### Records shown
■ ■ ■ ■ ■ ■ ■
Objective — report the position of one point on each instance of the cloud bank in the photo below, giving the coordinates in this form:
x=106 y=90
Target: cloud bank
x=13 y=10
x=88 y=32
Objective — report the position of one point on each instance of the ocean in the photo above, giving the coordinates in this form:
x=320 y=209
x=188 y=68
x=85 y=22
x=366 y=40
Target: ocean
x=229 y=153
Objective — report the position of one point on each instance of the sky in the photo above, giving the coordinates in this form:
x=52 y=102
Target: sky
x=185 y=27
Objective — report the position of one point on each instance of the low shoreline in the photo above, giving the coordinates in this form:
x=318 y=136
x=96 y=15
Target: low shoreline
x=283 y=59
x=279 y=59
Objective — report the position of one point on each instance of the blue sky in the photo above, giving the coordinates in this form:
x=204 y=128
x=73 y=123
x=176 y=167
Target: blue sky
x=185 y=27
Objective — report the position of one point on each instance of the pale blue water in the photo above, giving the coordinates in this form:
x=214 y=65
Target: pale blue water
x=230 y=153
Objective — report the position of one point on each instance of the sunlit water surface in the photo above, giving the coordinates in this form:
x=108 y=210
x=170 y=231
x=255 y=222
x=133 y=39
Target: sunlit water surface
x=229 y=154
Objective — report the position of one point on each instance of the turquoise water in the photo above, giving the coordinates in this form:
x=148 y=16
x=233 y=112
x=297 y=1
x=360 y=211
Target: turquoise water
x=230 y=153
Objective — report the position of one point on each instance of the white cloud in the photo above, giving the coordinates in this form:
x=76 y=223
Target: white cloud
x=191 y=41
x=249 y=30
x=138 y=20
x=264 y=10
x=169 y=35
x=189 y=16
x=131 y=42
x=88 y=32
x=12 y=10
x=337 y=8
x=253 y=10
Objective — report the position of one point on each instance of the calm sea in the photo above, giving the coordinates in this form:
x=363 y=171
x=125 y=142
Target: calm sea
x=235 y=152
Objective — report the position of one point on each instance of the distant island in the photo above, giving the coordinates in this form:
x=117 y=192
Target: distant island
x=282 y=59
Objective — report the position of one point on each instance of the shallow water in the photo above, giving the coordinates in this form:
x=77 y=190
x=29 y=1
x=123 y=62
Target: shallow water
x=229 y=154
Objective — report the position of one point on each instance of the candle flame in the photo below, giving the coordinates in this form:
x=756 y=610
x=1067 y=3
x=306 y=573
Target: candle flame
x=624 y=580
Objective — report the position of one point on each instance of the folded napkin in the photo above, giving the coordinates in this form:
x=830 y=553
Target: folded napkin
■ ■ ■ ■ ■ ■ ■
### Prompt
Copy the lines above in full, renaming every "Target" to "Label" and leaving everything else unchanged.

### Worked answer
Objective — report the position of one point on each instance of the cloud bank in the photo below, giving the coordinates in this form:
x=106 y=90
Label: cloud bank
x=13 y=10
x=88 y=32
Objective — report the position of one point on each instance of the ocean in the photo above, giving the coordinates in this form:
x=320 y=209
x=188 y=68
x=85 y=22
x=366 y=40
Label: ocean
x=229 y=153
Objective — report the position of one point on each instance of the sky in the photo above, giving the coordinates in this form:
x=52 y=102
Label: sky
x=185 y=27
Objective — report the position of one point on each instance of the low shoreline in the photo above, giving the coordinates in this form:
x=318 y=136
x=96 y=15
Label: low shoreline
x=283 y=59
x=279 y=59
Objective — report the position of one point on each instance of the blue sky in the photo above, giving the coordinates in this form:
x=204 y=128
x=73 y=123
x=176 y=167
Label: blue sky
x=185 y=27
Objective — report the position of one point on each instance of the pale blue water in the photo above, giving the coordinates in this form:
x=214 y=65
Label: pale blue water
x=230 y=153
Objective — report the position of one point on each instance of the sunlit water surface in the photo above, giving the coordinates in this form:
x=108 y=210
x=170 y=231
x=255 y=222
x=133 y=39
Label: sunlit water surface
x=229 y=154
Objective — report the position of one point on each instance of the turquoise water in the photo above, giving the coordinates in this form:
x=148 y=16
x=233 y=112
x=297 y=1
x=360 y=211
Label: turquoise water
x=230 y=153
Objective — report the position of one point on each instance of the white cloud in the photo above, giving the coordinates in this form:
x=76 y=223
Label: white cloud
x=191 y=41
x=249 y=30
x=138 y=20
x=264 y=10
x=169 y=35
x=189 y=16
x=131 y=42
x=88 y=32
x=12 y=10
x=337 y=8
x=253 y=10
Objective — report the position of one point on each instance of the calm sea in the photo above, giving the coordinates in this form:
x=363 y=171
x=125 y=142
Label: calm sea
x=235 y=152
Objective — report the position of one point on each instance of the distant island in the photo above, giving the coordinates in this form:
x=117 y=192
Label: distant island
x=282 y=59
Objective — report the position of one point on each instance of the shallow water in the photo above, giving the coordinates in this form:
x=77 y=190
x=29 y=1
x=123 y=62
Label: shallow water
x=229 y=154
Objective — report the position of one point on each instance of the candle flame in the photo below, giving the coordinates in this form:
x=756 y=610
x=1067 y=3
x=306 y=573
Label: candle flame
x=624 y=580
Objective — report the position of one point on each instance of the folded napkin in the photo above, giving the coordinates in this form:
x=830 y=553
Label: folded napkin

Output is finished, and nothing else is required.